Available records:

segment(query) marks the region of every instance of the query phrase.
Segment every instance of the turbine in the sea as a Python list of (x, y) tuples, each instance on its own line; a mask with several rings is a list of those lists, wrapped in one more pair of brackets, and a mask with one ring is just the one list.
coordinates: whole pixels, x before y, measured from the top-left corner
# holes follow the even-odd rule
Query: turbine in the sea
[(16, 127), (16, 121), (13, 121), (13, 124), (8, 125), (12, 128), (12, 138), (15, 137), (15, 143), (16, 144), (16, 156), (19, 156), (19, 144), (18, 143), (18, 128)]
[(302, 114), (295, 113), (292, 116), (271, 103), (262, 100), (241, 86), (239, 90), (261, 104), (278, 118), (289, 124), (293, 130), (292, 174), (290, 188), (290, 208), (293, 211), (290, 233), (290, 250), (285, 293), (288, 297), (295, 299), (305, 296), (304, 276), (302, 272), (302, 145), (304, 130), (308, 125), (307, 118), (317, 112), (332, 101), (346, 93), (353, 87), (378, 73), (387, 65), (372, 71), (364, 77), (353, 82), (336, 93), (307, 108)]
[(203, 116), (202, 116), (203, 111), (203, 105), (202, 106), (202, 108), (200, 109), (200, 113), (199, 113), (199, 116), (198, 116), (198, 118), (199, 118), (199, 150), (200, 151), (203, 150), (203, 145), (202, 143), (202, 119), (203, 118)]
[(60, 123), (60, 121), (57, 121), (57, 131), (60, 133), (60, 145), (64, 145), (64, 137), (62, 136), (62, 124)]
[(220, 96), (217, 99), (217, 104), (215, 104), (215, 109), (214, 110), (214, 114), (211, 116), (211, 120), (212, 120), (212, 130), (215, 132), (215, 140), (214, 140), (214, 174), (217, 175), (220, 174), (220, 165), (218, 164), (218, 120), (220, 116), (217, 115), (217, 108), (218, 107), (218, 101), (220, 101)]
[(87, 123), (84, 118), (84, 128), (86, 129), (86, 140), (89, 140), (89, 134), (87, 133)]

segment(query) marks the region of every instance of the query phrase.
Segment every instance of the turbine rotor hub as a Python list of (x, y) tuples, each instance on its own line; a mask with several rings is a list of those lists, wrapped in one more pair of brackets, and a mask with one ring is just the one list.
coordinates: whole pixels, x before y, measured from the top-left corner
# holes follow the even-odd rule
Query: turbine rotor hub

What the task requires:
Can you switch "instance" to "occurrence" everywhere in the entries above and repeat them with nothing else changed?

Written response:
segment(query) marks the region of every occurrence of the query phrase.
Segment every occurrence of the turbine in the sea as a Python list of (x, y) tuples, each occurrence on its own line; a mask with several rings is a list of those lists, wrapped in one more pair of brackets, and a mask with one ring is just the one list.
coordinates: whole pixels, x before y, measured from the top-left corner
# holes follow the even-odd rule
Query: turbine in the sea
[(16, 127), (16, 121), (13, 121), (13, 124), (8, 125), (12, 128), (12, 138), (15, 137), (15, 143), (16, 144), (16, 156), (19, 156), (19, 144), (18, 143), (18, 128)]
[(302, 114), (295, 113), (292, 116), (271, 103), (262, 100), (241, 86), (239, 90), (261, 104), (278, 118), (289, 124), (293, 130), (292, 174), (290, 188), (290, 208), (293, 211), (290, 233), (290, 250), (285, 293), (288, 297), (295, 299), (305, 296), (304, 276), (302, 272), (302, 145), (304, 130), (308, 125), (307, 118), (317, 112), (332, 101), (346, 93), (353, 87), (378, 73), (387, 65), (372, 71), (364, 77), (353, 82), (336, 93), (307, 108)]
[(203, 116), (202, 116), (203, 111), (203, 105), (202, 106), (202, 108), (200, 109), (200, 113), (199, 113), (199, 116), (198, 116), (198, 118), (199, 118), (199, 150), (200, 151), (203, 150), (203, 145), (202, 143), (202, 119), (203, 118)]
[(60, 123), (60, 121), (57, 121), (57, 131), (60, 133), (60, 145), (64, 145), (64, 137), (62, 136), (62, 124)]
[(220, 96), (217, 99), (217, 104), (215, 104), (215, 109), (214, 110), (214, 114), (211, 116), (211, 120), (212, 120), (212, 130), (215, 132), (215, 140), (214, 140), (214, 174), (217, 175), (220, 174), (220, 165), (218, 164), (218, 120), (220, 116), (217, 115), (217, 108), (218, 107), (218, 101), (220, 101)]
[(87, 123), (84, 118), (84, 128), (86, 129), (86, 140), (89, 140), (89, 134), (87, 133)]

segment(query) marks the region of every occurrence of the query phrase.
Segment every occurrence of the turbine rotor hub as a Python list of (x, y) tuples, each occurrence on its own line; a mask with several rings is a list of those lists, wrapped in one more pair of brackets, and a mask with one ring is just the one list.
coordinates: whole pixels, x before y, measured from the top-left corner
# holes follow the even-odd rule
Query: turbine rotor hub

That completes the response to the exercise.